EXERCISE DETAILS
Leave the pictures out. Return all other data exactly.

Point annotations for photos
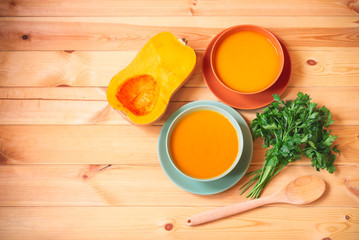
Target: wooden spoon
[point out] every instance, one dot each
(302, 190)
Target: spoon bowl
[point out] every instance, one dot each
(301, 190)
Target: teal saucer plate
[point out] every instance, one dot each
(210, 187)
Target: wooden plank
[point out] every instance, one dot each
(338, 67)
(97, 144)
(294, 222)
(139, 185)
(63, 107)
(170, 8)
(103, 33)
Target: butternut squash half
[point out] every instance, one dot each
(141, 91)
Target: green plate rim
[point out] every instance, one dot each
(211, 187)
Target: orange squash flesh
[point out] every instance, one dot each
(141, 91)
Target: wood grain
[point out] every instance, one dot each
(59, 110)
(176, 7)
(338, 67)
(103, 33)
(169, 223)
(97, 144)
(72, 168)
(133, 185)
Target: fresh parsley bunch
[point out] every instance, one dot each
(291, 130)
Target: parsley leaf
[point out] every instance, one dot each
(291, 130)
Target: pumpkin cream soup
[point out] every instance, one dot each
(204, 144)
(247, 62)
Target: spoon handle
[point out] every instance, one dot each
(226, 211)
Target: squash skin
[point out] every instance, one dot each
(141, 91)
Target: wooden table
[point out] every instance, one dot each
(72, 168)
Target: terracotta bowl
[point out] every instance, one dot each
(235, 29)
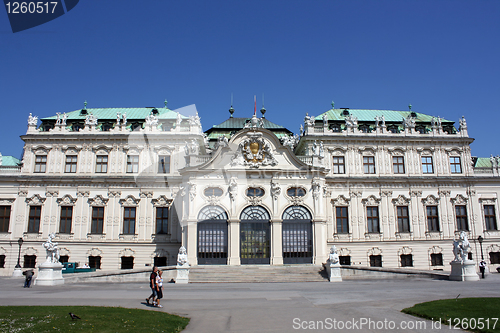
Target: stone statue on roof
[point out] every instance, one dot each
(32, 120)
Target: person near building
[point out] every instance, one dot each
(159, 288)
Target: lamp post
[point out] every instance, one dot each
(20, 242)
(480, 240)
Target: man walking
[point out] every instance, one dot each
(152, 285)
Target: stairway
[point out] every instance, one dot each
(256, 273)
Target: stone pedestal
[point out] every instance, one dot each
(463, 271)
(182, 274)
(333, 271)
(18, 272)
(49, 274)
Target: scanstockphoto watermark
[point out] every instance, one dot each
(362, 324)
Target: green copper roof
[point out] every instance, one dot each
(110, 113)
(10, 161)
(483, 162)
(369, 115)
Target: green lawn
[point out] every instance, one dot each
(473, 314)
(93, 319)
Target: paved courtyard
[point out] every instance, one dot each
(268, 307)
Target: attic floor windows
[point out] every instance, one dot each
(40, 163)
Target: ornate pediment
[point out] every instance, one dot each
(130, 201)
(401, 200)
(371, 201)
(67, 200)
(98, 201)
(430, 200)
(35, 200)
(254, 152)
(459, 200)
(341, 201)
(162, 201)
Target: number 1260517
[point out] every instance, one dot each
(39, 7)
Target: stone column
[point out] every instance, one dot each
(234, 242)
(276, 242)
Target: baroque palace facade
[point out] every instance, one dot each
(125, 188)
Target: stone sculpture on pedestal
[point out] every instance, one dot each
(182, 267)
(50, 272)
(333, 265)
(462, 269)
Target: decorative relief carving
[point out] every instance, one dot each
(98, 201)
(146, 194)
(401, 200)
(130, 201)
(341, 201)
(114, 194)
(254, 152)
(83, 194)
(51, 193)
(67, 200)
(162, 201)
(35, 200)
(371, 201)
(430, 200)
(459, 200)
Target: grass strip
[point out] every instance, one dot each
(472, 314)
(93, 319)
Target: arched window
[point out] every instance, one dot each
(254, 213)
(296, 213)
(212, 213)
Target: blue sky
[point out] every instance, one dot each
(440, 56)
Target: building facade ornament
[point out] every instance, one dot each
(254, 152)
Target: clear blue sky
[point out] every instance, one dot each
(443, 57)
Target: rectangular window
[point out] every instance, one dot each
(495, 258)
(66, 218)
(432, 218)
(40, 163)
(160, 261)
(70, 164)
(455, 165)
(461, 216)
(427, 166)
(129, 220)
(406, 260)
(490, 218)
(34, 219)
(101, 164)
(29, 261)
(375, 261)
(369, 164)
(403, 219)
(398, 164)
(162, 220)
(132, 163)
(338, 165)
(436, 259)
(127, 262)
(97, 220)
(372, 219)
(4, 218)
(342, 220)
(95, 262)
(345, 260)
(164, 164)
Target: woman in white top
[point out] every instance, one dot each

SOLUTION FOR THIS PROBLEM
Target: wooden spoon
[point out] every instance, one dot each
(302, 190)
Target: spoon bowl
[point out] every instance, one dot each
(301, 190)
Target: teal saucer plate
[point out] every instance, one dot each
(210, 187)
Target: wooden plank
[point out] every instance, one dot each
(338, 67)
(97, 144)
(294, 222)
(139, 185)
(63, 107)
(170, 8)
(103, 33)
Target: butternut squash half
[point out] every instance, one dot each
(141, 91)
Target: green plate rim
[point out] every instance, one dot each
(211, 187)
Target: orange squash flesh
[point out] every instance, one dot each
(141, 91)
Target: wood grain
[point out] every instance, one dot each
(59, 110)
(176, 7)
(338, 67)
(103, 33)
(169, 223)
(97, 144)
(72, 168)
(133, 185)
Target: fresh parsley bunch
[point out] every instance, one dot each
(291, 130)
Target: parsley leaf
[point out] every instance, one dot each
(291, 130)
Target: pumpkin cream soup
[point out] every instance, one dot each
(204, 144)
(247, 62)
Target: spoon handle
[point out] every instance, one dot each
(226, 211)
Target: squash skin
[point out] every instance, one dot each
(141, 91)
Target: wooden table
[point out] every instance, one dot each
(72, 168)
Target: terracotta bowl
[point out] every instance, one dot each
(235, 29)
Target: stone statue on roof
[point out] every instance, one dot each
(32, 120)
Target: person near building
[point out] every instance, one dot each
(159, 288)
Target: lamp post
[point out] every instance, one dot each
(20, 242)
(480, 240)
Target: man walking
[point out] every instance, one dot each
(152, 285)
Target: stairway
[point out] every instance, one dot each
(256, 273)
Target: stone pedestal
[point out] every instance, one dot each
(463, 271)
(182, 274)
(333, 271)
(18, 272)
(49, 274)
Target: scanstockphoto watermark
[point out] every instance, one dot each
(362, 324)
Target: green copper roof
[point out] every instance, one dot each
(110, 113)
(10, 161)
(483, 162)
(369, 115)
Target: green lawn
[point out] every instance, one dot each
(473, 314)
(93, 319)
Target: paved courtyard
[point out] every instance, one dot each
(268, 307)
Target: attic floor windows
[point out] every instance, one dot each
(40, 163)
Target: ornate pediment
[point out] every instance, one dot each
(130, 201)
(401, 200)
(371, 201)
(67, 200)
(98, 201)
(430, 200)
(35, 200)
(254, 152)
(459, 200)
(341, 201)
(162, 201)
Target: number 1260517
[point out] every instance, one dot each
(39, 7)
Target: stone column
[point out] every instance, one dot each
(234, 242)
(276, 242)
Target: baroque palace facade
[point out] every instance, one dot each
(125, 188)
Target: stone sculpture on pedestal
[point out] every instance, one dot each
(182, 267)
(50, 272)
(333, 265)
(462, 269)
Target: decorative relief carving
[point out] every instance, one dot each
(98, 201)
(146, 194)
(401, 200)
(130, 201)
(341, 201)
(114, 194)
(254, 152)
(83, 194)
(51, 193)
(67, 200)
(162, 201)
(35, 200)
(371, 201)
(430, 200)
(459, 200)
Target: grass strip
[point out] every instance, one dot each
(472, 314)
(93, 319)
Target: arched window
[point out] every instance, one dot each
(254, 213)
(296, 213)
(212, 213)
Target: blue sky
[point out] every instance, one dot each
(440, 56)
Target: building facade ornament
[point out] every instance, one dot each
(254, 152)
Target: clear blue sky
[point out] every instance, one dot each
(443, 57)
Target: rectangular window
[point out] every instance, one dot each
(495, 258)
(66, 218)
(432, 218)
(40, 163)
(160, 261)
(70, 164)
(455, 165)
(461, 216)
(427, 166)
(129, 220)
(406, 260)
(490, 218)
(34, 219)
(101, 164)
(29, 261)
(375, 261)
(369, 164)
(403, 219)
(398, 164)
(162, 220)
(132, 163)
(338, 165)
(436, 259)
(127, 262)
(97, 220)
(372, 219)
(4, 218)
(342, 220)
(95, 262)
(345, 260)
(164, 164)
Target: woman in white top
[point out] every instance, one dot each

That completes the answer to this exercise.